- **WORK TO BE COMPLETED**: Extract each line of the records below that contains the string "shirt". Uppercase and lowercase letters count as different.

begin

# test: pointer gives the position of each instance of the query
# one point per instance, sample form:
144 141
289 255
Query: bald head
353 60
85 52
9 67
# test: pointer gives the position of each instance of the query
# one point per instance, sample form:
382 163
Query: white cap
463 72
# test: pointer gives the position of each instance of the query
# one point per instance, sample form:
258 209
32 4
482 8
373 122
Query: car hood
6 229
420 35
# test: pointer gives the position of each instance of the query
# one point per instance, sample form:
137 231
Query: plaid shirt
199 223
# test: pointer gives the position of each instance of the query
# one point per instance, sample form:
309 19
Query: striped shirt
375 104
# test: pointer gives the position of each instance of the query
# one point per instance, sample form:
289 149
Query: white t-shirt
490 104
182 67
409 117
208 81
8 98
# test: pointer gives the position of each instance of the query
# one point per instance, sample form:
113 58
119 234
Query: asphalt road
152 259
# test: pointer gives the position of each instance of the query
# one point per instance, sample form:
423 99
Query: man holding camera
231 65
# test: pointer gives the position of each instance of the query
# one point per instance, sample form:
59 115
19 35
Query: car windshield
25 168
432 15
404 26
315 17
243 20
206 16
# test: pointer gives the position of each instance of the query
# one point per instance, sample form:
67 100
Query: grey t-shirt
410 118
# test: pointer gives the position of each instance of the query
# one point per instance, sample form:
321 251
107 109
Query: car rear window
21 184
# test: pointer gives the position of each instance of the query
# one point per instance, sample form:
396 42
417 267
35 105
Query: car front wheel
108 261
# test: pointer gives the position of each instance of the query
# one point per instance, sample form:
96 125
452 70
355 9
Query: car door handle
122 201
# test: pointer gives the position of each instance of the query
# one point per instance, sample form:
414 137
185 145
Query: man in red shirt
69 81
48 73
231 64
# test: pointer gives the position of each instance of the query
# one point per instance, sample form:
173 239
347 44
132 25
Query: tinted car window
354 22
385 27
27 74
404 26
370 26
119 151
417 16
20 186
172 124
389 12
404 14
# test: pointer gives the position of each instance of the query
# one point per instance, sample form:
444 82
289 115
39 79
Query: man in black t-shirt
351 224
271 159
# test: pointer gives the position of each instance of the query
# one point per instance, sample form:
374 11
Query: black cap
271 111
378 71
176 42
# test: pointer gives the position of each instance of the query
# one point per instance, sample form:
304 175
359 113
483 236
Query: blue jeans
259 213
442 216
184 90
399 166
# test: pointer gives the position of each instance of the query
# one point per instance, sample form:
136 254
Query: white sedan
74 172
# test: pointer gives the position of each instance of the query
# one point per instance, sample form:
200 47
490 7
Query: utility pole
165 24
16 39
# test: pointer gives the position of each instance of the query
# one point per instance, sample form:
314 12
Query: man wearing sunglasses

end

- **ANSWER TO THIS PROBLEM**:
Query: plaid shirt
Query: striped shirt
Query: white t-shirt
Query: grey t-shirt
Query: man in red shirt
Query: man in black t-shirt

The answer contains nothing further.